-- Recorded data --
--------------------

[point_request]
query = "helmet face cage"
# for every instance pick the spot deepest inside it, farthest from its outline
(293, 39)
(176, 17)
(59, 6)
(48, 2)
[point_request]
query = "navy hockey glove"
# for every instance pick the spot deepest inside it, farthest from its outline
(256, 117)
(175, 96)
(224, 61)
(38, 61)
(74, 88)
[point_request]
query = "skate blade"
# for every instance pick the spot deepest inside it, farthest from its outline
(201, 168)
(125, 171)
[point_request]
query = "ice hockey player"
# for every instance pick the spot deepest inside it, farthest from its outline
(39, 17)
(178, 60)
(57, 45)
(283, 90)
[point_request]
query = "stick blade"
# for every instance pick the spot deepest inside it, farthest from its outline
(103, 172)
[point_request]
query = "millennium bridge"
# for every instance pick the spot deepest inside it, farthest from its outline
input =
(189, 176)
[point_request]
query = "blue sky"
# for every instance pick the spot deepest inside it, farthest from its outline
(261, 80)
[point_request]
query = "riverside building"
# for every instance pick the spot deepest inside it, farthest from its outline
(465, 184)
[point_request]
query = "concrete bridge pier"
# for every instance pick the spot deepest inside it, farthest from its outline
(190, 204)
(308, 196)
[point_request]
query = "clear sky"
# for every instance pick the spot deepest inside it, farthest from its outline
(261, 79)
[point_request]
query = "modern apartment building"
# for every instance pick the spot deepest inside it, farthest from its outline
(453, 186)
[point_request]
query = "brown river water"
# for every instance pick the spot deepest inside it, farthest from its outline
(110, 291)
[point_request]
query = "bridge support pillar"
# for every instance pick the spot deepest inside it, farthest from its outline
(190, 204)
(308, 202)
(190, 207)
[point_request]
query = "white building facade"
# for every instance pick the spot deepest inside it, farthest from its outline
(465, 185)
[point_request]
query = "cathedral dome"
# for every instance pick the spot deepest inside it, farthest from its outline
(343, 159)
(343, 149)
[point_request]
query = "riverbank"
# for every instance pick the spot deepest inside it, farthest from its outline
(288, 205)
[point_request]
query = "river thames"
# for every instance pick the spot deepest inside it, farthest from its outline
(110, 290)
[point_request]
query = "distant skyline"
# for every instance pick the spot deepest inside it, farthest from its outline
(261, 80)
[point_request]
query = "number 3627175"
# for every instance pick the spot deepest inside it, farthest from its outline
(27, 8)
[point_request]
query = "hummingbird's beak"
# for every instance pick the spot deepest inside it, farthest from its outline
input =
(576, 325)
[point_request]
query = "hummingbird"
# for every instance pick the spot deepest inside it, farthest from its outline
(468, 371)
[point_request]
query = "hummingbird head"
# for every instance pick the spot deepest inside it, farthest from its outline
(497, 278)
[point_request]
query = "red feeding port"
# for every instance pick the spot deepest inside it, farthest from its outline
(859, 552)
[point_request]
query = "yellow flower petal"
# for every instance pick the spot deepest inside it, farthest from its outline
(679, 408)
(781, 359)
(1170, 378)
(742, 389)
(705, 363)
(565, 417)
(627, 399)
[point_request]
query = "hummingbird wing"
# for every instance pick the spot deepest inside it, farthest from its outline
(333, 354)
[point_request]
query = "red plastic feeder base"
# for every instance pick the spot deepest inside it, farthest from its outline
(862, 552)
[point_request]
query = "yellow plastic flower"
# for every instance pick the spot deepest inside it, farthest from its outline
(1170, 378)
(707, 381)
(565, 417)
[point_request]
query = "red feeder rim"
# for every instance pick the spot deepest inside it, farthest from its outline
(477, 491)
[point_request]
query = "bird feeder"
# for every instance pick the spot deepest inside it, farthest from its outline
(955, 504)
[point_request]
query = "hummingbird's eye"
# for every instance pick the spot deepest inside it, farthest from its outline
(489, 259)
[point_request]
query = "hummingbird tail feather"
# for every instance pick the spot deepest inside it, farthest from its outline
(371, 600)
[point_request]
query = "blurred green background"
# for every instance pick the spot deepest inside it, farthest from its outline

--------------------

-- TASK BRIEF --
Please reproduce every line of the material word for word.

-- ANSWER --
[point_request]
query = "helmet face cage"
# for every instance pick the spot deepest inside it, farthest from its outline
(293, 39)
(176, 17)
(59, 6)
(48, 2)
[point_request]
query = "navy hockey glove"
# for every instance pick the spot deepest inside it, farthest from its outline
(256, 117)
(175, 96)
(224, 61)
(38, 61)
(74, 88)
[point_request]
query = "skate blade"
# for every instance pick the spot deepest inside it, farthest from its outline
(201, 168)
(125, 171)
[point_request]
query = "ice hockey player"
# for every instance pick the spot deepest inside it, farthest from its outline
(39, 17)
(178, 60)
(57, 45)
(283, 90)
[point_request]
query = "stick blade"
# for every instance pick the spot deepest inside it, farthest from its outline
(103, 172)
[point_request]
query = "millennium bridge"
# for every instance pick the spot deepest inside it, farthest from its outline
input =
(189, 176)
[point_request]
query = "blue sky"
# for every instance pick the spot deepest inside it, farthest from its outline
(261, 80)
[point_request]
query = "riverside building"
# for every instance pick the spot deepest inside it, farthest from its outline
(465, 184)
[point_request]
query = "concrete bridge pier"
# for every instance pick the spot deepest inside it, farthest from its outline
(190, 204)
(308, 196)
[point_request]
query = "clear sky"
# for every instance pick the spot deepest inside it, farthest from its outline
(261, 79)
[point_request]
query = "modern apartment building"
# for every instance pick the spot deepest inside it, farthest from its outline
(453, 186)
[point_request]
query = "brown river water"
# for every instance pick the spot deepest inside it, farthest from its outline
(110, 291)
[point_request]
query = "bridge support pillar"
# for every instance pick the spot deepest inside it, farthest from its outline
(190, 204)
(308, 202)
(190, 207)
[point_request]
query = "white building facade"
# for every instance pick the spot deepest inside it, farthest from its outline
(465, 185)
[point_request]
query = "cathedral dome"
# for every instance pick the spot deepest inside it, farthest from its outline
(343, 159)
(343, 149)
[point_request]
query = "riverbank"
# for every instance pick the spot deepest inside it, farthest from its outline
(288, 205)
[point_request]
query = "river thames"
# for every instance pick the spot deepest inside it, farthest from its outline
(110, 290)
[point_request]
query = "distant skyline"
# for every instance pick the spot deepest inside it, farthest from its outline
(261, 80)
[point_request]
query = "number 3627175"
# for every instance pick the spot deepest inside it, farthest from its outline
(27, 8)
[point_request]
query = "hummingbird's beak"
# for every instance pick the spot deepest inside it, farthest from its outline
input =
(576, 325)
[point_request]
query = "hummingbird"
# for every instance pick the spot deepest inside it, farthest from its outline
(468, 371)
[point_request]
query = "hummingbird head"
# for every instance pick the spot deepest inside it, farthest from its outline
(497, 278)
[point_request]
query = "red feeding port"
# for every instance pick the spot deepest inside it, farthest from its outline
(859, 552)
[point_request]
query = "yellow flower petal"
# for every instance pick the spot deepest inside it, farthest from its outline
(679, 408)
(781, 359)
(1170, 378)
(742, 389)
(705, 363)
(565, 417)
(627, 399)
[point_request]
query = "hummingbird wing"
# for every instance pick the spot deepest inside it, farthest from its outline
(333, 354)
[point_request]
query = "red plastic feeder base"
# for every instance pick the spot deepest inside it, farthest from its outline
(862, 552)
[point_request]
query = "yellow plastic flower"
# for every instance pick the spot deepest inside it, farthest from its outline
(1170, 378)
(707, 381)
(565, 417)
[point_request]
query = "red feeder rim"
# for every instance pick the spot deepest inside it, farthest from its outline
(477, 491)
[point_request]
query = "bird feeder"
# for every instance pick the spot deepest inside it, farthest from its outline
(955, 504)
[point_request]
query = "hummingbird's eye"
# for every instance pick the spot deepest inside it, farthest from its outline
(489, 259)
[point_request]
query = "hummingbird tail feather"
# for every instance pick the spot deepest inside it, farthest from its outline
(371, 600)
[point_request]
query = "blurred green background"
# for every instance pick the spot deepest inside it, farthest from its outline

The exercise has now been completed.